:: Supplied text ::
****

Sentience has gotten a lot of attention, because everyone loves consciousness. (See Question 1.)

But it turns out there are really two kinds of consciousness worth distinguishing:

Phenomenal-consciousness is about felt experience—what it’s like to be a bat, or to smell coffee, or to rotate a cube in your head. You need this to be sentient.
Access-consciousness is about data processing—how you model yourself, or feed your outputs back into your inputs, or integrate feedback across your subsystems. You need this to be a robust agent.

When I say consciousness, you’re probably thinking of the felt experience of phenomenal-consciousness. But I don’t think that’s what most people working on consciousness are actually studying!

Lots of folks at the Machine Consciousness Conference I went to last weekend seem very excited to try to make consciousness empirically tractable, so they can measure it, experiment on it, and so on.

These empirical researchers end up studying access-consciousness, and get very excited to discuss how to get AI to process data like us. (Is that a good idea? Different question…)

But here’s the rub: The relationship between data processing and felt experience is far from clear.

How and why would access-consciousness give rise to phenomenal-conscious? That turns out to be a pretty hard problem...

“This is where you lost your phenomenal-consciousness?” “No, I lost it in the philosophy class. But this is where the observable data processing is.” — “This is where you lost your **phenomenal-consciousness**?” “No, I lost it in the **philosophy class**. But this is where the **observable data processing** is.”

Since these theories of access-consciousness are all about data processing, they don’t quite give us what we’re hoping for. After all, it’s plausible that the internet counts as access-conscious on many of these views. Perhaps Wikipedia serves as a reliable memory store, Google Search serves as a decent lookup once you scroll past Gemini, and so on.

Does that mean the internet is conscious, in the sense we were after? That the internet itself can experience pain and pleasure?[1]

Eh.

4. Where it all went wrong.

****

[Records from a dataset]
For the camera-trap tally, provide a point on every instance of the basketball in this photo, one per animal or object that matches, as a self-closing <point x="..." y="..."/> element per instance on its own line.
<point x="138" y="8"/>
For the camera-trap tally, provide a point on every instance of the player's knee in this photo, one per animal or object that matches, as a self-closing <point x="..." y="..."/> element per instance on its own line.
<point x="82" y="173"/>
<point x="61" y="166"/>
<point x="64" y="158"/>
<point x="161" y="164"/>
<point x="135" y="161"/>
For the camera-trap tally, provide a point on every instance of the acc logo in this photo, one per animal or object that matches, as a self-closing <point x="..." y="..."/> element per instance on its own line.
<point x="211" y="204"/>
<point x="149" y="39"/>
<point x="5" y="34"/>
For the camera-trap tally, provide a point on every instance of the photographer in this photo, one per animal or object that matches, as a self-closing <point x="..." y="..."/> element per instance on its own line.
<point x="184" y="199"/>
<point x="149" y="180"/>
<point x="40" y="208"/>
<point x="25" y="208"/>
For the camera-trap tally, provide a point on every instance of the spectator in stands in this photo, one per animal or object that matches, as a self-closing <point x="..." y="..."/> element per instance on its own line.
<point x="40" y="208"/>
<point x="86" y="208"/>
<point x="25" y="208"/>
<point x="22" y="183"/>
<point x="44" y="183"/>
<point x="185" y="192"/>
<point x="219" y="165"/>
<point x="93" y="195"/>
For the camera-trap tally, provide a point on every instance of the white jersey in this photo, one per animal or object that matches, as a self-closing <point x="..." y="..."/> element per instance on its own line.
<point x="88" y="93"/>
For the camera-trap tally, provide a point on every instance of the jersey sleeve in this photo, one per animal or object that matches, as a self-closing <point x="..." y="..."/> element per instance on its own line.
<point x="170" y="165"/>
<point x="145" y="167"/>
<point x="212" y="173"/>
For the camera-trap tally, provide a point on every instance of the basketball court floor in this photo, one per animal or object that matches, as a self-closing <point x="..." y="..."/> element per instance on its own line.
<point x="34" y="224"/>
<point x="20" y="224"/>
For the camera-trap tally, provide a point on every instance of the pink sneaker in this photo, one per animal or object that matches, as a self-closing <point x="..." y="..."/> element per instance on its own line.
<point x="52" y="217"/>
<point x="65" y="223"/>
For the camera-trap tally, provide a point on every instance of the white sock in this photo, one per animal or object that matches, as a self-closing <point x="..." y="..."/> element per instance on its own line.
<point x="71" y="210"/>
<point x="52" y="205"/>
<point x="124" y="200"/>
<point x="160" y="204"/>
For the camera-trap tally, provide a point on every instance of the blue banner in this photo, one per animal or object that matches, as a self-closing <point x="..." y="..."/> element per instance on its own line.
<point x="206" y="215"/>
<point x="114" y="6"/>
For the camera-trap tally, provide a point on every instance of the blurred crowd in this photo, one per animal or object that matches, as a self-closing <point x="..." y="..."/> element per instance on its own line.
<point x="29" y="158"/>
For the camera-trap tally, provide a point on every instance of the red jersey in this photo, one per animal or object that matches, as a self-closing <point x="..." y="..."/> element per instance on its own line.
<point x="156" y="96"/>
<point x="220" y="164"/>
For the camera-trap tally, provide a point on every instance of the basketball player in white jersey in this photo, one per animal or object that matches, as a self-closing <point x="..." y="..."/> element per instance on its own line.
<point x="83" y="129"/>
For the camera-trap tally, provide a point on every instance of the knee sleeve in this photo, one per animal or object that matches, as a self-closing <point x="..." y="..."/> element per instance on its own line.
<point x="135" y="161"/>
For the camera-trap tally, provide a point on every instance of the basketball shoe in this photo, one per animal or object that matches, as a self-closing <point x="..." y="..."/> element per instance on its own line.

****

:: Task instructions ::
#1 In the text on consciousness, what does a being need access-consciousness in order to be?
#2 Continue the text on consciousness from its last line.

:: Results in order ::
#1 A robust agent.

#2
When you stop to think about it, access-consciousness seems more directly relevant to robust agency (the ability to plan, reason, and show self-awareness) than sentience (the ability to feel anything good/bad along the way).

Here’s the place to unearth a quiet assumption I’ll call

the No-Zombies Dogma: Access-consciousness somehow gives rise to phenomenal-consciousness.

That is, once we nail down the right data processing, we’re guaranteed to generate felt experience. There can’t be any of what philosophers call p-zombies: functionally identical creatures to us without the inner feelings of phenomenal-consciousness.

But…there seems to be no way to test or argue for the No-Zombies Dogma.

Even if I accept it, it’s simply an article of faith!

After all, why would any sort of data processing generate feeling? AI might be able to process data in all kinds of ways without ever having any sort of felt experience. On the inside, for all we know, the “lights might not be on.”

That’s why my research focuses more on the robust agency angle. For one thing, it’s quietly closer to what most access-conscious researchers are actually studying day-to-day! And while establishing robust agency seems tricky, I think intelligent, goal-directed behavior is much more empirically tractable as a target of scientific inquiry than phenomenal-consciousness.[2]

So, what would it take to convince you that an AI was pursuing achievements and developing a character of its own? I’m wagering we can imagine reading those sorts of properties off of behavior much more easily.

After all, there probably isn’t any one killer argument to definitively prove to an unsympathetic outsider whether AI is phenomenally-conscious. But remember:

The same goes for babies.

And the same goes for you.

“This is just a thing, and things can be replaced. Lives cannot.” —Lieutenant Commander Data (an oh-so-human ROBOT for you casuals)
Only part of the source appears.